Task brief -> Give the data again, word for word.

Records for this task ->

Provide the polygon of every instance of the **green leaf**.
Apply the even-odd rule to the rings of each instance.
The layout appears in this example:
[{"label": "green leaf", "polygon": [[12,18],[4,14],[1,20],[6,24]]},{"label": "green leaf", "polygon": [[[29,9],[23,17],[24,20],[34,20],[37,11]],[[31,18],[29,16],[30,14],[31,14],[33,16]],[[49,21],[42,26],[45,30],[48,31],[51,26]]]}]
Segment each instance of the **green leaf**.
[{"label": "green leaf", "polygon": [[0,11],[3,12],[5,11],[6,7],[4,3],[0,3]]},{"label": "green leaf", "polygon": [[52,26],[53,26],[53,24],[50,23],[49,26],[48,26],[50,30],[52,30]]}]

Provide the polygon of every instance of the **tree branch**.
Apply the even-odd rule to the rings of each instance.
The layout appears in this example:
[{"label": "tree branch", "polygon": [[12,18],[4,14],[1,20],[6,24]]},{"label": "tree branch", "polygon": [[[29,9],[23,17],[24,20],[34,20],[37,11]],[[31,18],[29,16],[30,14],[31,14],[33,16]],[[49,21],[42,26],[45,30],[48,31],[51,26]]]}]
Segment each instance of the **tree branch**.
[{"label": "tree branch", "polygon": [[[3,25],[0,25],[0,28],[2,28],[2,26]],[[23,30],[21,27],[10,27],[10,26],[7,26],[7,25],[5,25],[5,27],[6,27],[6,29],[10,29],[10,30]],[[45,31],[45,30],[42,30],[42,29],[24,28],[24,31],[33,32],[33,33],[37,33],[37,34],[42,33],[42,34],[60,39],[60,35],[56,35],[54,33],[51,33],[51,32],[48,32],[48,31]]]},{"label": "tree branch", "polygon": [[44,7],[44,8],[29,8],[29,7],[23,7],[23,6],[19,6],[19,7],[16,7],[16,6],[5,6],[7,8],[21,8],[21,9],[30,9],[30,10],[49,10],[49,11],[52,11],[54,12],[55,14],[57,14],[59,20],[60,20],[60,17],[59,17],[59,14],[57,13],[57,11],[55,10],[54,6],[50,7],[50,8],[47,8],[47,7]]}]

Correct output ->
Provide the polygon of every instance of the **green leaf**.
Apply the even-odd rule to the rings of each instance.
The layout appears in this example:
[{"label": "green leaf", "polygon": [[12,18],[4,14],[1,20],[6,24]]},{"label": "green leaf", "polygon": [[[29,9],[23,17],[24,20],[34,20],[37,11]],[[31,18],[29,16],[30,14],[31,14],[33,16]],[[49,21],[42,26],[45,30],[48,31],[51,26]]]}]
Segment each instance of the **green leaf**.
[{"label": "green leaf", "polygon": [[0,11],[3,12],[5,11],[6,7],[4,3],[0,3]]},{"label": "green leaf", "polygon": [[52,26],[53,26],[53,24],[50,23],[49,26],[48,26],[50,30],[52,30]]}]

Provide the polygon of every instance of the **tree branch**.
Apply the even-odd rule to the rings of each instance.
The layout appears in this example:
[{"label": "tree branch", "polygon": [[12,18],[4,14],[1,20],[6,24]]},{"label": "tree branch", "polygon": [[[29,9],[23,17],[24,20],[34,20],[37,11]],[[31,18],[29,16],[30,14],[31,14],[33,16]],[[49,21],[42,26],[45,30],[48,31],[51,26]]]}]
Segment each instance of the **tree branch**.
[{"label": "tree branch", "polygon": [[[3,25],[0,25],[0,28],[2,28],[2,26]],[[23,30],[21,27],[10,27],[10,26],[7,26],[7,25],[5,25],[5,27],[6,27],[6,29],[10,29],[10,30]],[[45,31],[45,30],[42,30],[42,29],[24,28],[24,31],[33,32],[33,33],[37,33],[37,34],[42,33],[42,34],[60,39],[60,35],[56,35],[54,33],[51,33],[51,32],[48,32],[48,31]]]},{"label": "tree branch", "polygon": [[44,7],[44,8],[29,8],[29,7],[23,7],[23,6],[19,6],[19,7],[16,7],[16,6],[5,6],[7,8],[21,8],[21,9],[30,9],[30,10],[49,10],[49,11],[52,11],[54,12],[55,14],[57,14],[59,20],[60,20],[60,17],[59,17],[59,14],[57,13],[57,11],[55,10],[54,6],[50,7],[50,8],[47,8],[47,7]]}]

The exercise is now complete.